Psikologi Frustasi Novel "Nayla" - Djenar Maesa Ayu


Latar Belakang

Pada hakitanya sebuah karya sastra adalah replika kehidupan nyata. Walaupun berbentuk fiksi, misalnya cerpen, novel, dan drama, persoalan yang disodorkan oleh pengarang tak terlepas dari pengalaman kehidupan nyata sehari-hari. Hanya saja dalam penyampaiannya, pengarang sering mengemasnya dengan gaya yang berbeda-beda dan syarat pesan moral bagi kehidupan manusia.
Imajinasi yang tertuang dalam karya sastra, meski dibalut dalam semangat kreativitas, tidak luput dari selera dan kecenderungan subjektif, aspirasi, dan opini personal ketika merespons objek di luar dirinya, serta muatan-muatan khas individualistik yang melekat pada diri penulisnya sehingga ekspresi karya bekerja atas dasar kekuatan intuisi dan khayal, selain kekuatan menyerap realitas kehidupan. Itulah sebabnya di dalam sebuah cerita, cerpen atau novel, seorang pengarang sering mengangkat fenomena yang terjadi di masyarakat. Dengan harapan para pembaca dapat mengambil hikmah dari fenomena tersebut.

[Soal Latihan]:
Tulis ulang bagian teks tentang novel Nayla yang dimulai dari "Pada hakitanya sebuah" dan berlanjut hingga "bagi kehidupan manusia.". Ganti "replika" dengan "cerminan".

Entri dari sebuah set data:
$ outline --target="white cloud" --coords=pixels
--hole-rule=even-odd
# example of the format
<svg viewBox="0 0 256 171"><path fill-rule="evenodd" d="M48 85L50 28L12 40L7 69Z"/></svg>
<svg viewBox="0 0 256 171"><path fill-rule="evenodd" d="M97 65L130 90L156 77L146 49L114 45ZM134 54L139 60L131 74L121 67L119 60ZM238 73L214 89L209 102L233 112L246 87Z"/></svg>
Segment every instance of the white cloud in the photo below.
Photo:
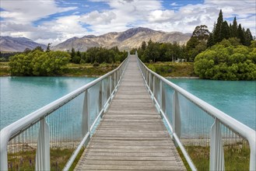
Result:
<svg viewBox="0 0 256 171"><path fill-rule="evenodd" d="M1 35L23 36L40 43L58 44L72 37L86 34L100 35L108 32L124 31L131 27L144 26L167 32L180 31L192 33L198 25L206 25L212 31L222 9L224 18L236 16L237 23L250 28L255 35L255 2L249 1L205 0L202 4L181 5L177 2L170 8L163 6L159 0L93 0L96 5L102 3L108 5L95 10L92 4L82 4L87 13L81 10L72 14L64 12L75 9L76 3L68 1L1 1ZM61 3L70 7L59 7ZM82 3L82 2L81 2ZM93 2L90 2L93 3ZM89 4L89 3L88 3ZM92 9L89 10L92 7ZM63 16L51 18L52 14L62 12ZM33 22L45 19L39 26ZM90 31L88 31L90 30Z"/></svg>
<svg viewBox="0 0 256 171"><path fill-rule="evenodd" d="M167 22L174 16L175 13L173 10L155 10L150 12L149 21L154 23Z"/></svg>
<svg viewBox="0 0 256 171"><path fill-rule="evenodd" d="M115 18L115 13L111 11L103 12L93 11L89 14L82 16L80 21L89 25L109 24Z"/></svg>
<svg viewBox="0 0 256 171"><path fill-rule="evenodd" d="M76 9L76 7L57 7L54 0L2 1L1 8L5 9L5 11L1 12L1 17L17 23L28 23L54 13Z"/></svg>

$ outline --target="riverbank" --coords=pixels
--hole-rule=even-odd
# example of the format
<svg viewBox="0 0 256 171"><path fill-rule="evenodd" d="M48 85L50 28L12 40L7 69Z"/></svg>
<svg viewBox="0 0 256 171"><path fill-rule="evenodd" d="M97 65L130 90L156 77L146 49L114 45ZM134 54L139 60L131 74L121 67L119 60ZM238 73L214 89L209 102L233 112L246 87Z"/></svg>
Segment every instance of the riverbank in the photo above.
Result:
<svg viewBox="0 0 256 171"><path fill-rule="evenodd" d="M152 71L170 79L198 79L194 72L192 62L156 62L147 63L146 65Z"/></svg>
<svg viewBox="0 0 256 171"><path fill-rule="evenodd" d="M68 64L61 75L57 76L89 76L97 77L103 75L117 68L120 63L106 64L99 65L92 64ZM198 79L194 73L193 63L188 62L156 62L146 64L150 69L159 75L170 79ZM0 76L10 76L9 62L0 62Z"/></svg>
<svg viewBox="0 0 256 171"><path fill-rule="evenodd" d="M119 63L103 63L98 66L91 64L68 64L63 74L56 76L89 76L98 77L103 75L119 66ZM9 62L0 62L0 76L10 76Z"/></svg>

--

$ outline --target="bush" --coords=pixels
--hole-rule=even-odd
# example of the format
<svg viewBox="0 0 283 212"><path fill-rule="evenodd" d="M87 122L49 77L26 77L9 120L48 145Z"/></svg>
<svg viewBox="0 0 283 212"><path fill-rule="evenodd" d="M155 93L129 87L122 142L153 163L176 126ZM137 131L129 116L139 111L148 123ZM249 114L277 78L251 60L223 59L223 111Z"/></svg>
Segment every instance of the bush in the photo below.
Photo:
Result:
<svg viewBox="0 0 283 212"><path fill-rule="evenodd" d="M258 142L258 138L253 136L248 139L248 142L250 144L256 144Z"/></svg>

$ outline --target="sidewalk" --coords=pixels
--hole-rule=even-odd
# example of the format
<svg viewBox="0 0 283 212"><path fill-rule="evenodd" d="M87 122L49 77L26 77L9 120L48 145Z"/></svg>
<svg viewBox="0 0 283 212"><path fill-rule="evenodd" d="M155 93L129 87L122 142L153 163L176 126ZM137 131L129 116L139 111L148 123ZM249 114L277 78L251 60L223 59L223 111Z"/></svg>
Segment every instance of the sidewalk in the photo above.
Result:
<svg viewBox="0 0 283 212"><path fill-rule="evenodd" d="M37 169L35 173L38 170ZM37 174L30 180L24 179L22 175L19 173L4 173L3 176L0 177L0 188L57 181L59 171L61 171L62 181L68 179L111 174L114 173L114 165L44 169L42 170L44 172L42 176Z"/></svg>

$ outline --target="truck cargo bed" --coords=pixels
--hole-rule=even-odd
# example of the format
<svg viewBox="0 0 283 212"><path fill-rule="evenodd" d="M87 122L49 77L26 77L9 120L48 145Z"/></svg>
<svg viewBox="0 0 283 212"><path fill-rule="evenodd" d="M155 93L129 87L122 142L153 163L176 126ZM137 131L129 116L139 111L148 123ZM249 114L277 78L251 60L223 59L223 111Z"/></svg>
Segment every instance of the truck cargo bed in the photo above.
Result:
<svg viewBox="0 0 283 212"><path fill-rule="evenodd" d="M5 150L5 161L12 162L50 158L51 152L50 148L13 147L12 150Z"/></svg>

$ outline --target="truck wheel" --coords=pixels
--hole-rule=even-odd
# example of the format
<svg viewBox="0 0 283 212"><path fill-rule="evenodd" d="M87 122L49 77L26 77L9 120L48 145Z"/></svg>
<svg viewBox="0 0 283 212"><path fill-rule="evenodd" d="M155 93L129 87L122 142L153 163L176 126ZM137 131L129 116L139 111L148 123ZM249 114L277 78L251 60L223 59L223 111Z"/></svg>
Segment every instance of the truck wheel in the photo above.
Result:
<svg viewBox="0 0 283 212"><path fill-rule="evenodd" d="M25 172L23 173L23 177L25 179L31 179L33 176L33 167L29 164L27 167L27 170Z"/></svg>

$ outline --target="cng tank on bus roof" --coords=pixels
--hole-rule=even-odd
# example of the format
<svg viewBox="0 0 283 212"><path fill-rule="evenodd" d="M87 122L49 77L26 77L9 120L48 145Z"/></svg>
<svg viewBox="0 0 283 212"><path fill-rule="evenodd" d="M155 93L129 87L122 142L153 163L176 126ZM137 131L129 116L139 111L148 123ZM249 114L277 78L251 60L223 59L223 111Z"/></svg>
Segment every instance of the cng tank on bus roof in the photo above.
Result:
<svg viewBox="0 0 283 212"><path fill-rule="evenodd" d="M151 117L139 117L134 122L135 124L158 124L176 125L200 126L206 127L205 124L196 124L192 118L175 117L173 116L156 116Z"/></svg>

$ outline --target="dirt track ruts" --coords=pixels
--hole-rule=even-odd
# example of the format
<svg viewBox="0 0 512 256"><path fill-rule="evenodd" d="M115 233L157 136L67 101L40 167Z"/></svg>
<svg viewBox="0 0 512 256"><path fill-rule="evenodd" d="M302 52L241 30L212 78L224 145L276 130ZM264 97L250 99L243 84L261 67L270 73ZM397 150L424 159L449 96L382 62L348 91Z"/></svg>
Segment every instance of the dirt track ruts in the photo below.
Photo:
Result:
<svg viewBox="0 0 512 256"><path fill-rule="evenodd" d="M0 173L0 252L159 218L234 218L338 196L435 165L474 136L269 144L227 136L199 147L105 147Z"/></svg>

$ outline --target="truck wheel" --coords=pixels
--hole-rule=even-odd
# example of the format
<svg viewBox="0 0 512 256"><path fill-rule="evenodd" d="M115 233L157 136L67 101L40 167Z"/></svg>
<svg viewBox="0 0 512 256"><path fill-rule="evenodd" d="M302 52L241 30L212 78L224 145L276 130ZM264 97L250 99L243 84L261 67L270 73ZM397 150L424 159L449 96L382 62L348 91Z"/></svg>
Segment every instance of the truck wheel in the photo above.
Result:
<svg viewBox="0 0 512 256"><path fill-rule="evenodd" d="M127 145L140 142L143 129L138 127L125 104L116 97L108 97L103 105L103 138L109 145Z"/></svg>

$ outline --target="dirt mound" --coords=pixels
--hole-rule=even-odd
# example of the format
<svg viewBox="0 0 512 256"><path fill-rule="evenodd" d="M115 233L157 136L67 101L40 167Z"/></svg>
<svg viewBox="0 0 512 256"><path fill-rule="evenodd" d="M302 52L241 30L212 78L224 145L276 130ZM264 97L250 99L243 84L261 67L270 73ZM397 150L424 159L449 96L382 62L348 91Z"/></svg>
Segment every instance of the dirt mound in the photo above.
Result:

[Hasil Tugas]:
Pada hakitanya sebuah karya sastra adalah cerminan kehidupan nyata. Walaupun berbentuk fiksi, misalnya cerpen, novel, dan drama, persoalan yang disodorkan oleh pengarang tak terlepas dari pengalaman kehidupan nyata sehari-hari. Hanya saja dalam penyampaiannya, pengarang sering mengemasnya dengan gaya yang berbeda-beda dan syarat pesan moral bagi kehidupan manusia.